Bereitgestellter Auszug ::

----

In Wien unternehmen wir sehr viel, um die Ansiedlung bzw. Forschung und Entwicklung neuer medizinischer Produkte zu fördern. So entsteht aktuell etwa ein neues Forschungsgebäude für die Krebsforschung, das über 150 Forscher beschäftigen wird. Darüber hinaus wird mit Mitteln aus dem EU-Aufbauplan an der Medizinischen Universität Wien bis zum Jahr 2026 das „Eric Kandel Institut – Zentrum für Präzisionsmedizin“ errichtet. Dieses wird 200 Forschenden nicht nur ideale Rahmenbedingungen bieten, sondern auch die Entwicklung maßgeschneiderter Therapien ermöglichen.
Was bedeutet Versorgungssicherheit im Gesundheitswesen für Sie und welche Rolle spielen dabei Medizinprodukte?
Versorgungssicherheit für die Wiener Bevölkerung ist mir als Bürgermeister besonders wichtig. Wir stehen hier vor großen Herausforderungen, denn globale Lieferketten sind krisenanfällig geworden. Einseitige Abhängigkeiten erweisen sich als riskant. Das ist die Lehre aus der Corona-Pandemie, aber auch aus dem Ukraine-Krieg. Klar ist aber auch, Veränderungen und Entflechtungen sind sehr zeitaufwendig, aber sie müssen passieren. Wir müssen die Produktion von Arzneimitteln und Medizinprodukten künftig wieder stärker nach Europa verlagern.
Welche Rolle der Länder würden Sie sich wünschen?

----

Extrahiertes Material ::

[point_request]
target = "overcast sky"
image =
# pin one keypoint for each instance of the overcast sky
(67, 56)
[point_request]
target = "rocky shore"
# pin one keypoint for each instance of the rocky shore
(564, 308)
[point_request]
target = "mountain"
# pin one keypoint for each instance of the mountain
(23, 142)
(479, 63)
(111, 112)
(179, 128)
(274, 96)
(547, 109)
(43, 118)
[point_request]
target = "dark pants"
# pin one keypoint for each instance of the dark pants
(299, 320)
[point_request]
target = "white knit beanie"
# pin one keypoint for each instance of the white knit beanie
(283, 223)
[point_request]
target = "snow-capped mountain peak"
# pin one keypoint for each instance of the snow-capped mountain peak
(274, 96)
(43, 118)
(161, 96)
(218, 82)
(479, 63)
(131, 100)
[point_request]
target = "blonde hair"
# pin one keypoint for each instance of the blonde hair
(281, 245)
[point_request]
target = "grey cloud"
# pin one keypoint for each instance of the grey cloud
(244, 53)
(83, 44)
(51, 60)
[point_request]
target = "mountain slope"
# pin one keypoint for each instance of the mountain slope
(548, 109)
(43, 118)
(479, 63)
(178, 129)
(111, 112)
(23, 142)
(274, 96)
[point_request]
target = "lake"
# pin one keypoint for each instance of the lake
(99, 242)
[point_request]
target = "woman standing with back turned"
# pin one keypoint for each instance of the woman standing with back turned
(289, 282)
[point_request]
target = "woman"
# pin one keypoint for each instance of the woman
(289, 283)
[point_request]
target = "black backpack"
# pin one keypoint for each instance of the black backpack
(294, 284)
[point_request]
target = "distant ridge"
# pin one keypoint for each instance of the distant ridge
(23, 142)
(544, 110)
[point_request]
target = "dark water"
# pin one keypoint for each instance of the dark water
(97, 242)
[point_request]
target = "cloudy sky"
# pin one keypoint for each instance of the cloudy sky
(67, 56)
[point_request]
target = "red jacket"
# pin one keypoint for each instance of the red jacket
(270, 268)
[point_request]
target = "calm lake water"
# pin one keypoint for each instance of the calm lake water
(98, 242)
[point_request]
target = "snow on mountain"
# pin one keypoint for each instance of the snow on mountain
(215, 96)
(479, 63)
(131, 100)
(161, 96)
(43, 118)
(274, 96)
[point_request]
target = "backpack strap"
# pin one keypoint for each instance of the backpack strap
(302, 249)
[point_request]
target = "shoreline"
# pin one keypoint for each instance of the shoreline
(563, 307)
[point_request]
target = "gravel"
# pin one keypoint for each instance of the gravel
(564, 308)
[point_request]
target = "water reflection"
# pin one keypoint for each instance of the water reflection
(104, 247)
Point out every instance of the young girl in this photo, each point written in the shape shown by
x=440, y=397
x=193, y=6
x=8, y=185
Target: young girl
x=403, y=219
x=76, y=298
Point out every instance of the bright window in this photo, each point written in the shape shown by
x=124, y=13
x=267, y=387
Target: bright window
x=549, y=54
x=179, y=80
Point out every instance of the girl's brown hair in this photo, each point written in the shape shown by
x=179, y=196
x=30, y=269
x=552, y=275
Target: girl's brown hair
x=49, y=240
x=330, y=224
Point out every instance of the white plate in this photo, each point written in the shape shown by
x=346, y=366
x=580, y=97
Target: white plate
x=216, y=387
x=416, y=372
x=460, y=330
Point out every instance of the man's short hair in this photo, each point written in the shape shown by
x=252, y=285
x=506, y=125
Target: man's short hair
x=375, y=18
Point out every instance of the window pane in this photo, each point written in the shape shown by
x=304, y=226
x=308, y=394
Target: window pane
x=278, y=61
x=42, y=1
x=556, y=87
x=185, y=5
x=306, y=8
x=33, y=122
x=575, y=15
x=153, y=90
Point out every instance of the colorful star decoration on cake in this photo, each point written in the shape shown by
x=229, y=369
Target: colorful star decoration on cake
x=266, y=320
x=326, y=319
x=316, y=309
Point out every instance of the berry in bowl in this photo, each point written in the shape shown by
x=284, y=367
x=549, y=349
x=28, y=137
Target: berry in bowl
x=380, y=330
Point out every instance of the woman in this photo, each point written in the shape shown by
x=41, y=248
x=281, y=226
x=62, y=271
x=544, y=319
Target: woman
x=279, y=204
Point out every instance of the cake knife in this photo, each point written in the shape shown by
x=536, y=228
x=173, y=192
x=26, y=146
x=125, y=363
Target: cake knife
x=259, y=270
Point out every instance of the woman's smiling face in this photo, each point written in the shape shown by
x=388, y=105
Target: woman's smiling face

----

Zu lösende Aufgabe :: Geben Sie für jede Aussage an, ob sie mit dem Auszug übereinstimmt (Ja oder Nein), und zitieren Sie die entscheidenden Worte wörtlich: (a) Das neue Forschungsgebäude für die Krebsforschung soll über 150 Forscher beschäftigen. (b) Das „Eric Kandel Institut – Zentrum für Präzisionsmedizin“ wird aus Mitteln der Stadt Wien errichtet. (c) Die Produktion von Arzneimitteln und Medizinprodukten soll künftig stärker nach Europa verlagert werden. Maßgeblich ist allein der Auszug.

Antwort ::
(a) Ja: „das über 150 Forscher beschäftigen wird“
(b) Nein: „mit Mitteln aus dem EU-Aufbauplan“
(c) Ja: „Wir müssen die Produktion von Arzneimitteln und Medizinprodukten künftig wieder stärker nach Europa verlagern.“